■ **任务说明**: 请报告下方条目中含有字符串“side”的每一行，逐行照抄。

来自某数据源的条目
----------------------------------------
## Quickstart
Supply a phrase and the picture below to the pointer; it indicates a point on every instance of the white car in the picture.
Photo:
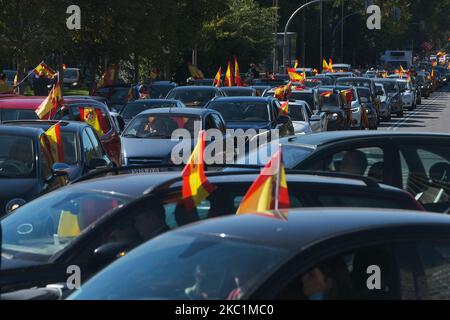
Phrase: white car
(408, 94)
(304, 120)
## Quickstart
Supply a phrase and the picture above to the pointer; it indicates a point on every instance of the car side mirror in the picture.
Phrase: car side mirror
----------------------------------------
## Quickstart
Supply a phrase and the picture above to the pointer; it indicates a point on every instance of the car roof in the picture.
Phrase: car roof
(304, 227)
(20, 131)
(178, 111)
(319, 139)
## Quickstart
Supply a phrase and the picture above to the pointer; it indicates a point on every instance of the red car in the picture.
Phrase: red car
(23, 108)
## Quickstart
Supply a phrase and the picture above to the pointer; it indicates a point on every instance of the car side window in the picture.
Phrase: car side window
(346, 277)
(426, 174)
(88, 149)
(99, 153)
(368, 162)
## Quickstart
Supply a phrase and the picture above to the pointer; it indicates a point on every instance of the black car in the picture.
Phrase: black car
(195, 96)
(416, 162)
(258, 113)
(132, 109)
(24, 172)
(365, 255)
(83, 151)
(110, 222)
----------------------------------------
■ **练习结果**:
Supply a phrase and the picture above to the pointer; it indicates a point on every instance of the car side mirror in the picture.
Phrase: car side mirror
Supply a phrase and the picture above to the pointer; it indicates a point on every instance of the car side window in the picture.
Phrase: car side window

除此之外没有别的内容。